## ТЕКСТ ЗАДАНИЯ:
Какой разряд по плаванию удалось получить через полгода тренировок, согласно фрагменту о детстве и занятиях спортом?

## ПРЕДОСТАВЛЕННЫЙ ФРАГМЕНТ:
_ _ _ _ _

Вот щенок же ведь был совсем, но допустить, чтобы меня жалели, не хотел ни в коем случае. И сыновья у меня такой же закалки, особенно младший, Пашка. Тот всегда болел мужественно. Даже напоровшись виском на гвоздь, не пикнул. Ни по дороге в больницу, ни перед операцией, ни после, хотя совсем шкет был. Хирург тогда сказал: «Ну у вас и мальчик...»

Очень рано я понял, что жизнь — штука жесткая, а в мальчишеском коллективе царят особенно жестокие порядки. Все вопросы решаются без жалости и снисхождения. Победителем может стать только сильнейший, а я, тщедушный дистрофик, был слабее всех. При этом самолюбие обостренное, да еще стремление к лидерству зашкаливает. Мне стало ясно: надо что-то делать. Решил всерьез заняться спортом. Пошел в бассейн.

С мамой Галиной Сергеевной. 1941 г.
С мамой Галиной Сергеевной. 1941 г.
Фото: ФОТО ИЗ СЕМЕЙНОГО АЛЬБОМА

Тренер, проходившая мимо со своей группой, бросила на меня взгляд и сказала как отрезала: «Дистрофиков не принимаем». Другой от обиды и унижения, может, вообще никогда больше не перешагнул бы порог бассейна, а я — наоборот. Стал приходить в спорткомплекс каждый день, как на службу. Через две недели тренер не выдержала и взяла меня в группу. Тренировался я до изнеможения, до судорог, зато через полгода получил первый юношеский разряд. А как только это свершилось — ушел. Из мести, чтобы «они» жалели о моем уходе. И рванул в конькобежный спорт. Заболел этим делом, стал заниматься самозабвенно, вошел даже в сборную Москвы. Но тут увидел гения — Харлампиева, создателя самбо, и… пропал. Оказалось, что попасть к нему в секцию совсем легко. Я вошел, и он со словами «Ребята, повозитесь» сразу поставил меня в бой с разрядником.

_ _ _ _ _

Часть файла данных:

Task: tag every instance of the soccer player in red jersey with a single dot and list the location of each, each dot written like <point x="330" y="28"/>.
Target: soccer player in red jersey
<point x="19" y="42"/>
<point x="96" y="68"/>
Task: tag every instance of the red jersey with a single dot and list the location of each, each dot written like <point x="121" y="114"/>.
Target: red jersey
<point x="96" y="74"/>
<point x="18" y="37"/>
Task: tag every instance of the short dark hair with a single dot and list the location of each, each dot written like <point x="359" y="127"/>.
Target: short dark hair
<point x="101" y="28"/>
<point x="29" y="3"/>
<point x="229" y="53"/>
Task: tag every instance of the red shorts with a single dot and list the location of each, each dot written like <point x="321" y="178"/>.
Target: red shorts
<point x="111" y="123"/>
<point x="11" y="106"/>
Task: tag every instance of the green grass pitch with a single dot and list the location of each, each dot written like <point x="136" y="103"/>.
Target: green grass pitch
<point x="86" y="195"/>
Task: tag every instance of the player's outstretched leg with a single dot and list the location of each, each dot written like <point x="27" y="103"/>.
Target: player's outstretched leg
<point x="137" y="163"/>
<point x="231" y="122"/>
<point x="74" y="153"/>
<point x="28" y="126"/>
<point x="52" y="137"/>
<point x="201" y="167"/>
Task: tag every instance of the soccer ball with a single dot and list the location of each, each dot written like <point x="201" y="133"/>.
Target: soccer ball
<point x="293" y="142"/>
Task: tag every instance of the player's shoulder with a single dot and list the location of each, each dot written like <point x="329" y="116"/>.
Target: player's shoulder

_ _ _ _ _

## ВЫПОЛНЕННОЕ ЗАДАНИЕ:
Первый юношеский разряд.